# [Instructions to follow]
For this exercise, print the listing below exactly, without its pictures.
Records shown below:
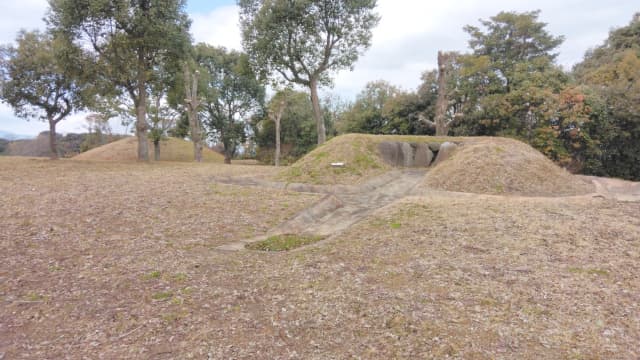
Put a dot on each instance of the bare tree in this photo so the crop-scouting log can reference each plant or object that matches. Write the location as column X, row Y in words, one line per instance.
column 193, row 103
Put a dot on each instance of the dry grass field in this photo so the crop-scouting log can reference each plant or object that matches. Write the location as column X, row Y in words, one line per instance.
column 117, row 260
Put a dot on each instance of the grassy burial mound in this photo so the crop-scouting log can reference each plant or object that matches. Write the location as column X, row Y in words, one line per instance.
column 504, row 166
column 363, row 157
column 171, row 149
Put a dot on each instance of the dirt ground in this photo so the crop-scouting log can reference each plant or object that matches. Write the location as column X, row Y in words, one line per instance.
column 433, row 276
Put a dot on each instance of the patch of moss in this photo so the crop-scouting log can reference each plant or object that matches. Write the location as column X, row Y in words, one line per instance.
column 284, row 242
column 162, row 295
column 600, row 272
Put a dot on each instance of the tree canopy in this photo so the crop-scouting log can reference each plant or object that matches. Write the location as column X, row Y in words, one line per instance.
column 231, row 93
column 303, row 41
column 125, row 43
column 39, row 80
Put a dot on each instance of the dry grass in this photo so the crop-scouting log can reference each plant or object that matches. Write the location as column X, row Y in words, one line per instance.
column 171, row 149
column 116, row 260
column 504, row 166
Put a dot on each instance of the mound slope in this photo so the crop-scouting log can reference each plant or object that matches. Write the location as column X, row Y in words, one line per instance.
column 359, row 152
column 171, row 149
column 504, row 166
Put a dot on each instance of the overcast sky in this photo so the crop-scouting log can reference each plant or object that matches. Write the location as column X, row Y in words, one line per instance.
column 405, row 43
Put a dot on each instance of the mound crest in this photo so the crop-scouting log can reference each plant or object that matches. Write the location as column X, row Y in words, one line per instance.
column 171, row 149
column 504, row 166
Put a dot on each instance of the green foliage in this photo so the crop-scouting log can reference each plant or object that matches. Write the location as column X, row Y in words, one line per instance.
column 181, row 127
column 382, row 108
column 232, row 93
column 127, row 45
column 303, row 41
column 297, row 128
column 611, row 75
column 39, row 80
column 284, row 242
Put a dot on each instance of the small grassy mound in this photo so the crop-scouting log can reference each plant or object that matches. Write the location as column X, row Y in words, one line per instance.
column 283, row 242
column 171, row 149
column 504, row 166
column 359, row 152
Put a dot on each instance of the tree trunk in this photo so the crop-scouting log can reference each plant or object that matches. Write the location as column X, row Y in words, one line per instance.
column 315, row 101
column 442, row 128
column 277, row 156
column 52, row 139
column 227, row 155
column 192, row 102
column 141, row 112
column 156, row 150
column 278, row 117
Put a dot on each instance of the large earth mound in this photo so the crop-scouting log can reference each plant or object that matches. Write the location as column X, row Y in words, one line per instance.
column 360, row 154
column 171, row 149
column 504, row 166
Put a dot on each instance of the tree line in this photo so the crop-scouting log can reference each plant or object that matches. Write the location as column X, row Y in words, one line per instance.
column 136, row 60
column 509, row 84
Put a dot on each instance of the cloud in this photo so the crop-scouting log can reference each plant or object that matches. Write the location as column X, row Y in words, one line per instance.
column 17, row 15
column 219, row 27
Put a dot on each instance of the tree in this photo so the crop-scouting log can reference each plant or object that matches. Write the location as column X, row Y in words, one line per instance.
column 512, row 38
column 125, row 44
column 508, row 85
column 192, row 103
column 304, row 40
column 38, row 81
column 610, row 74
column 161, row 118
column 442, row 104
column 231, row 94
column 297, row 129
column 382, row 108
column 276, row 108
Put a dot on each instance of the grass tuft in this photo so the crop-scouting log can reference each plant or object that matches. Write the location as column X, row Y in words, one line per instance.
column 284, row 242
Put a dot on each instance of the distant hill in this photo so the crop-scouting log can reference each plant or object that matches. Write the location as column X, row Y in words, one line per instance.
column 171, row 149
column 68, row 145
End of Records shown.
# [Task output]
Put a dot on each instance of the bare tree in this photo so the crop-scouting log can reference each plant or object that matches. Write the location as column X, row Y in words, one line per instance.
column 193, row 103
Put a dot on each instance of the dry grass field in this photo so the crop-scouting log can reference each plant or object that matches. Write the location as column X, row Y in words, one line per instance.
column 117, row 260
Put a dot on each instance of the grassy burial mound in this photo so the crop-scouting log can reference each plant or object that matches. Write the location as column X, row Y in words, one line per instance.
column 504, row 166
column 363, row 157
column 171, row 149
Put a dot on each instance of the dirt ground in this photo so the crop-scouting log can reference each plant or object that matches. Write the location as column X, row Y in words, one line per instance.
column 433, row 276
Put a dot on each instance of the patch of moss in this photo so the crop-scouting log can reference each plant or object that matches. Write the location as column X, row Y in words, one line per instance.
column 284, row 242
column 162, row 295
column 600, row 272
Put a dot on each instance of the tree canopy in this photo so the crop-scouting log can reference each plant or object that matches. Write the location as column X, row Y in words, one line per instance.
column 231, row 93
column 303, row 41
column 125, row 43
column 39, row 80
Put a dot on each instance of the dry grass in this photo so the crop-scouting log can reference each plant or object that matches. Write the location as column X, row Y in words, one line per instance.
column 171, row 149
column 116, row 260
column 504, row 166
Put a dot on each instance of the mound slope in this photo so the crop-scouting log can reference each plant or object that matches. Write the location as column X, row Y in words, one line per instance.
column 359, row 152
column 171, row 149
column 504, row 166
Put a dot on each instance of the overcast sky in this photo so the crop-scouting log can reference each plant or object that matches. Write the location as column X, row Y in words, one line per instance.
column 405, row 43
Put a dot on each instance of the mound crest in this photo so the crop-scouting log can reference each plant or object that matches. Write the location as column X, row Y in words, one line per instance.
column 171, row 149
column 504, row 166
Put a dot on each instance of the green foliage in this photo so the crop-scouting log can reference each plant or object that matches. Write the location as column X, row Y in words, one line per instance.
column 181, row 127
column 382, row 108
column 232, row 93
column 127, row 45
column 303, row 41
column 297, row 128
column 611, row 75
column 39, row 80
column 284, row 242
Put a dot on each instance of the small grassy mound in this photo so the crop-scouting log can reference each plant or object that matches. Write the location as column X, row Y in words, one line per instance.
column 283, row 242
column 171, row 149
column 504, row 166
column 359, row 152
Put a dot on each instance of the tree trunk in this photo so the crop-scouting log can reference each plant or object that matches. Write the location as column X, row Y in words, one line per instance.
column 315, row 101
column 442, row 128
column 277, row 156
column 52, row 139
column 227, row 155
column 192, row 102
column 141, row 112
column 156, row 150
column 278, row 117
Put a dot on each instance of the large earth mound in this photo so the crop-scouting log can reference each plant or object that matches. Write the location as column X, row Y in words, one line per instance.
column 360, row 154
column 171, row 149
column 504, row 166
Put a dot on each instance of the tree line in this photo so the crop-scouting log can reference each plant or object that matches. Write the location as column X, row Y in words, one line per instance.
column 136, row 60
column 509, row 84
Put a dot on each instance of the cloud in this photo so the crop-scouting log can reference each plant or object that matches. Write the location as column X, row Y in words, one line per instance.
column 17, row 15
column 219, row 27
Put a dot on each instance of the tree in this photo so the crop-scouting log can reference each plant or object that matches. Write the location as column X, row Y in words, one line per instance.
column 512, row 38
column 125, row 44
column 508, row 85
column 192, row 103
column 304, row 40
column 38, row 81
column 610, row 74
column 161, row 118
column 442, row 104
column 231, row 94
column 297, row 129
column 382, row 108
column 276, row 108
Put a dot on each instance of the grass tuft in this photo so the crop-scouting log can reference each plant or object that matches. Write the location as column X, row Y in words, one line per instance.
column 284, row 242
Put a dot on each instance of the distant hill in this photo so the crop-scouting log can reference each plant or object that matches. Write the location as column X, row Y in words, one line per instance.
column 171, row 149
column 68, row 145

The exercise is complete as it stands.